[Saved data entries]

--

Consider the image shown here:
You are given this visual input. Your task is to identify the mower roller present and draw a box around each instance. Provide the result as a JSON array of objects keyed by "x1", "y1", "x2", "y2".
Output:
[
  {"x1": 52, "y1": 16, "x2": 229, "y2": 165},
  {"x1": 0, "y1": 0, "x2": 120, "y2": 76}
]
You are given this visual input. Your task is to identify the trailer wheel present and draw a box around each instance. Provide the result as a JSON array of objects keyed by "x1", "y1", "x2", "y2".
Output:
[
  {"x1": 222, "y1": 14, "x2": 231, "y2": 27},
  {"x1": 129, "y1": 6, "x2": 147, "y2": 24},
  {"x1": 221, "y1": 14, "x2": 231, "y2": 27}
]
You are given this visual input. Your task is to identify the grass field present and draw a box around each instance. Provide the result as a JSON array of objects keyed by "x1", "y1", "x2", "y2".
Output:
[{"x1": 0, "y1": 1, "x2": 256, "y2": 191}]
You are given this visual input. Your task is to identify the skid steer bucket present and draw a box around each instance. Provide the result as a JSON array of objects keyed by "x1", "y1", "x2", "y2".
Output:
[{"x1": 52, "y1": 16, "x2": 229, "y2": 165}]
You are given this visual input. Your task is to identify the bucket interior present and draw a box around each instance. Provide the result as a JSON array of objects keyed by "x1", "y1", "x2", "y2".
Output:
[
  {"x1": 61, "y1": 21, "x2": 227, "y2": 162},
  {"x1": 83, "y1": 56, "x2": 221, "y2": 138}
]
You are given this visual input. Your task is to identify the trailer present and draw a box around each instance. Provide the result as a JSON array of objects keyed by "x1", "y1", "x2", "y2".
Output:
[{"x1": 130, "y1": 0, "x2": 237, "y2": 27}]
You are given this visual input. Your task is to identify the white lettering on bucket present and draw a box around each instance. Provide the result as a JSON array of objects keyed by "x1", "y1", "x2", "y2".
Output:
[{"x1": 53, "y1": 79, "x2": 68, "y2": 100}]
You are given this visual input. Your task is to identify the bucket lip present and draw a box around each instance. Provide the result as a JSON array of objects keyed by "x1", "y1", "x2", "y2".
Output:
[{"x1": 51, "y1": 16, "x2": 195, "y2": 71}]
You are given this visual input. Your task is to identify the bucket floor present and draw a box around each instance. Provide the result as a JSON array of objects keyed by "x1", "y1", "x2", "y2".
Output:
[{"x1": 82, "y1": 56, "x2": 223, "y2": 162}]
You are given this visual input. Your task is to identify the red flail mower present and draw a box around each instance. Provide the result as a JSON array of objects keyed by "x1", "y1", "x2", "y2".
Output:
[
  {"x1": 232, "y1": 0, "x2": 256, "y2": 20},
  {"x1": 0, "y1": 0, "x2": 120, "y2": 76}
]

--

[Exercise details]
Copy out each entry precisely. Leave nothing out.

[Response box]
Consider the image shown here:
You are given this visual input. Your task is to identify the mower roller present and draw a box around each instance. Provide the result as a JSON array of objects keyed by "x1", "y1", "x2", "y2".
Output:
[
  {"x1": 52, "y1": 16, "x2": 229, "y2": 165},
  {"x1": 0, "y1": 0, "x2": 120, "y2": 76}
]
You are given this visual input. Your task is to identify the trailer wheel present and draw a box around each instance. Provide the result as a JSON array of objects keyed by "x1", "y1", "x2", "y2".
Output:
[
  {"x1": 222, "y1": 14, "x2": 231, "y2": 27},
  {"x1": 129, "y1": 6, "x2": 147, "y2": 24},
  {"x1": 221, "y1": 14, "x2": 231, "y2": 27}
]
You are given this visual input. Your task is to identify the grass field present and draw a box around each instance. Provide the result as a JSON array of objects keyed by "x1", "y1", "x2", "y2".
Output:
[{"x1": 0, "y1": 1, "x2": 256, "y2": 191}]
You are given this visual input. Your task is to identify the skid steer bucket present and draw a box around each instance. Provide the result as a JSON array of objects keyed by "x1", "y1", "x2", "y2".
Output:
[{"x1": 52, "y1": 16, "x2": 229, "y2": 165}]
You are given this visual input. Your task is to identify the bucket interior present and draw a box around each instance. Provide the result as a JSON array of objects keyed by "x1", "y1", "x2", "y2".
Output:
[
  {"x1": 61, "y1": 21, "x2": 227, "y2": 162},
  {"x1": 83, "y1": 56, "x2": 221, "y2": 138}
]
You are given this visual input. Your task is to identify the trailer present and draw a box around each instance. Provide the result as a JSON array of objects keyed by "x1", "y1", "x2", "y2".
Output:
[{"x1": 130, "y1": 0, "x2": 237, "y2": 27}]
You are given this visual input. Your task is to identify the white lettering on bucket present and draw a box around each instance. Provide the result as a JSON array of objects keyed by "x1", "y1", "x2", "y2".
Output:
[{"x1": 53, "y1": 79, "x2": 68, "y2": 100}]
You are given this visual input. Your task is to identify the bucket lip present and draw a box around each instance. Provide the result as a JSON array of objects keyed by "x1", "y1", "x2", "y2".
Output:
[{"x1": 51, "y1": 16, "x2": 195, "y2": 71}]
You are given this visual input. Your task is to identify the bucket floor present and draw a box around each instance. Provide the result as a JSON array of objects keyed by "x1", "y1", "x2", "y2".
Output:
[{"x1": 82, "y1": 56, "x2": 223, "y2": 162}]
You are given this visual input. Your task is to identify the red flail mower present and draw a box around each instance. Provide the result as a JSON array of objects keyed by "x1", "y1", "x2", "y2".
Output:
[
  {"x1": 232, "y1": 0, "x2": 256, "y2": 20},
  {"x1": 0, "y1": 0, "x2": 120, "y2": 76}
]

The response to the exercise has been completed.